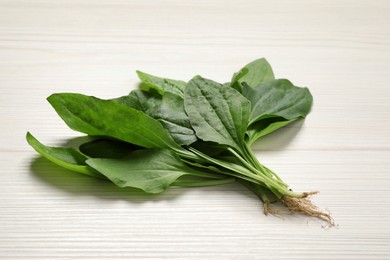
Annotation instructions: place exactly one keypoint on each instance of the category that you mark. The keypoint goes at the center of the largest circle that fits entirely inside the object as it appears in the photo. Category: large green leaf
(254, 74)
(105, 148)
(168, 109)
(67, 158)
(278, 98)
(151, 170)
(275, 104)
(217, 113)
(162, 85)
(98, 117)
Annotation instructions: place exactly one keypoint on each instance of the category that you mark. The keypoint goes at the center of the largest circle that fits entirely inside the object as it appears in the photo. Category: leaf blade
(97, 117)
(162, 85)
(151, 170)
(67, 158)
(168, 109)
(217, 113)
(254, 74)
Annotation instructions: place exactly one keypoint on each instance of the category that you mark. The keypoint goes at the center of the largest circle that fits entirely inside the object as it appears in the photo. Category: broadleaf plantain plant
(169, 130)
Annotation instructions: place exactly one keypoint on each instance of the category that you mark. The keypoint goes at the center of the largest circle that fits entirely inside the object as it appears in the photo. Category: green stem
(263, 168)
(252, 173)
(204, 183)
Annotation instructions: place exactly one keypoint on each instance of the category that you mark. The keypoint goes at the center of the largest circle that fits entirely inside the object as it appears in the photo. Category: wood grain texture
(339, 49)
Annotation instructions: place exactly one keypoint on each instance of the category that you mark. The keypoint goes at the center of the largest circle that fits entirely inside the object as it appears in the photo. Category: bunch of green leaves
(177, 133)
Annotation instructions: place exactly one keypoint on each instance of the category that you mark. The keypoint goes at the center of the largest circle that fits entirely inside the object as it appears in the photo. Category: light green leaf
(97, 117)
(264, 127)
(67, 158)
(168, 109)
(162, 85)
(151, 170)
(217, 113)
(254, 74)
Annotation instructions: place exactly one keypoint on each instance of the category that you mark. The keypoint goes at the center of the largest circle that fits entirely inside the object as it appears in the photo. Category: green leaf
(217, 113)
(168, 109)
(151, 170)
(278, 98)
(254, 74)
(97, 117)
(264, 127)
(67, 158)
(104, 148)
(162, 85)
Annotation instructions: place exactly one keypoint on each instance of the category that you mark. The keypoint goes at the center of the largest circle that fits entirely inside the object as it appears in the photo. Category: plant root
(305, 205)
(268, 210)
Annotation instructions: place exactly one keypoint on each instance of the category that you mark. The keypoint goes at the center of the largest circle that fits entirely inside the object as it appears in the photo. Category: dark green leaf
(254, 74)
(151, 170)
(104, 148)
(278, 98)
(218, 114)
(162, 85)
(98, 117)
(168, 109)
(67, 158)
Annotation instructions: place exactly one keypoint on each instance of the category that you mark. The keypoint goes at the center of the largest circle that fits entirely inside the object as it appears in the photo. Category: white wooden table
(339, 49)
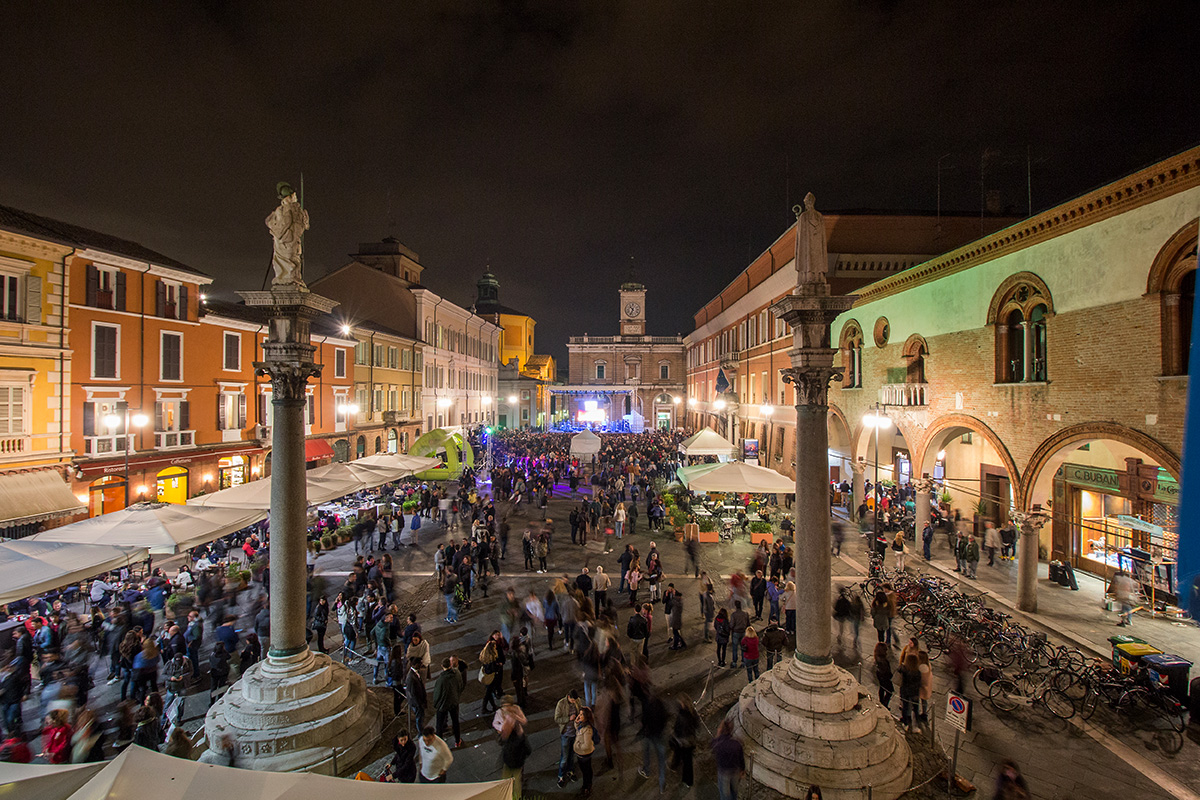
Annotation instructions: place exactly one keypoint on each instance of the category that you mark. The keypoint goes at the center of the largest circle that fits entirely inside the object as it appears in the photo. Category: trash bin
(1131, 654)
(1170, 672)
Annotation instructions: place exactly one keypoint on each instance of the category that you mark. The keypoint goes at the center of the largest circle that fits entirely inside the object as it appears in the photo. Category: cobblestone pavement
(1059, 759)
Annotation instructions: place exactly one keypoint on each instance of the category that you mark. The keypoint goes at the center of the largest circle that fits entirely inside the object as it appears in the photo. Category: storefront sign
(1096, 477)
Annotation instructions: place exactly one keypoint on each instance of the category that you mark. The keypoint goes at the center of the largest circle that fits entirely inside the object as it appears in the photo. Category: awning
(33, 497)
(316, 449)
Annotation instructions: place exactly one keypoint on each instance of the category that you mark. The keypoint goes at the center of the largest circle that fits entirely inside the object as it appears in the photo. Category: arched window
(1020, 311)
(1173, 276)
(852, 355)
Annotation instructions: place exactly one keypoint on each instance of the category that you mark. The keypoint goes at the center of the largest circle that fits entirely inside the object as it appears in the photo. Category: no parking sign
(958, 711)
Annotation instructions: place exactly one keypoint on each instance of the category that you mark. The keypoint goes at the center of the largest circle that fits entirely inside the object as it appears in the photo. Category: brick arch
(1002, 294)
(1090, 431)
(1171, 262)
(977, 426)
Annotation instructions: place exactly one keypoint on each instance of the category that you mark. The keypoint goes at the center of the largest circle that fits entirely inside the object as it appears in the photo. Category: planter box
(755, 539)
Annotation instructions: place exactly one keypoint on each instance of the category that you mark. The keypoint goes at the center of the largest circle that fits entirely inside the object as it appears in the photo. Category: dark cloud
(555, 140)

Exercise:
Exactly as they appear above, write out all the entries, without pictures.

Written solution:
Annotation instructions: place exactly one keypoint on each instance of the category that you mark. The keypoint goes at the center of the largest circle that fits entirely inside the object as it appears in the photo. Category: large green leaf
(254, 74)
(105, 148)
(168, 109)
(67, 158)
(278, 98)
(151, 170)
(275, 104)
(217, 113)
(162, 85)
(98, 117)
Annotation instructions: place exactly one keypoint on each instance of the category that you mark. The keypoint goes at the center of the largest circle that fits entirely inside the object as it appears in the photo. Category: leaf blade
(97, 117)
(162, 85)
(151, 170)
(67, 158)
(168, 109)
(217, 113)
(254, 74)
Annotation instructions: place exactly one keypoint on each instance of the category that you mark. The keypoint goes at the center of the largest circle that fits entirely inside the object as it appears in the photo. Category: broadleaf plantain plant
(169, 130)
Annotation instructions: place exactly one keypoint on each instance of the category that you mark. The keypoint goes at the center of the largest circle that fits entirely inside the object as it appears in the photo. Category: green stem
(263, 168)
(252, 173)
(204, 183)
Annotation instructions: place exactly one keypoint on each instance of the category that you mark. The keypoint goes at the center of the largest circle that fits entirely inside the object as it appears in the photo. Category: wood grain texture
(339, 49)
Annotation instructions: place exactly one keypoint on each instance of the category that you mark. The keypoint goes at the center of the largest circle that fits entirely inside the object as it appears in the photo. Category: bunch of green leaves
(177, 133)
Annotation instructions: place exactly one keypoint on each instance of the category that you mark. The keypoint goes at the center of the largest circle that fits entirely inside the object as it appears in the photo. Category: light green leaf
(97, 117)
(264, 127)
(67, 158)
(168, 109)
(162, 85)
(151, 170)
(217, 113)
(254, 74)
Annotation instructions: place exactly one keypoint on each instance of the category that you mark. The keypoint goes at the center of the largest circle that fits entirely inside the object as it appears in the photo. Category: green leaf
(217, 113)
(168, 109)
(151, 170)
(278, 98)
(254, 74)
(97, 117)
(264, 127)
(67, 158)
(104, 148)
(162, 85)
Annotation instructions: place exactly one keypoint on each instance of the category that you mark. The keypoint goes at the center of the largest circle that fits entirely inside the object as it appears in the photo. Category: plant root
(305, 205)
(268, 210)
Annotation instructions: place exactly one keypoint on each instance of the category that you mark. The keypoint goes at the center of the largest circle that fits entirely inside the object as it appears in the photo. Category: dark green leaf
(254, 74)
(151, 170)
(104, 148)
(278, 98)
(218, 114)
(162, 85)
(98, 117)
(168, 109)
(67, 158)
Annotation instructions: place exactly one keypoint on each instance of the category that you mark. The keypoint goes at the center of the largest circle that fits entirely inside the object as it appears in the photo. Category: white wooden table
(339, 49)
Annotation instructions: place exactly one keypoint on each instance of the category that you mark. The keypoint goes at the center of the largest circle that fits entirely inside the object as it appears in the photo. Category: trash bin
(1131, 654)
(1170, 672)
Annotation instructions: place exactly one keypoint on each instance of the category that you mark. The keypoint goes at the center of the largest circle that fits entirely inside the object as it appears in the photo. Category: cobblestone pavement
(1059, 759)
Annotation instructions: place exactly one keypoint on each instance of the category that you mark. The keypoint goes at the center of the largest circle that fits entirely inside the object as it appears in the photo. Category: storefront sign
(1096, 477)
Annotation instructions: place exactly one keypoint on each instance of the category that you mark. The keypoint goes at the center of the largest circle that fits entirely inside the object as it appears in the photo. Category: awning
(33, 497)
(316, 449)
Annotation instructions: place exactly one keypoint on each instance of the category that you mark. The keypoint goes at the center of the largest circle that fits entirely inside the object as it appears in the photo. Category: arched window
(1020, 311)
(1173, 276)
(852, 355)
Annotation instructions: place exactly one keypoint on each instance of the category that you mark. The keypoint goes at the center of the largest circle that fits entirely inside the object as it appears in the photo. Category: no parking sign
(958, 711)
Annotation instructions: place exactly one keypoint on each instance of the category that you mark. The keypoint goes at the center of the largest circle that fits entirely inside the object as it appears in the photo. Category: brick arch
(1002, 294)
(1090, 431)
(1171, 262)
(977, 426)
Annotation instructions: place exactly one keypoint on each instance of the category that you mark. The keypoint goes at the center of the largest circle that fits entirely inside the object as it appears in the photo. Category: planter box
(755, 539)
Annotation instructions: place exactly one keypoint on each instance of the category that you mark. The keypoint goes at the center of the largest circle that fits entirely inside the object as it appears in the photo. Category: dark cloud
(555, 140)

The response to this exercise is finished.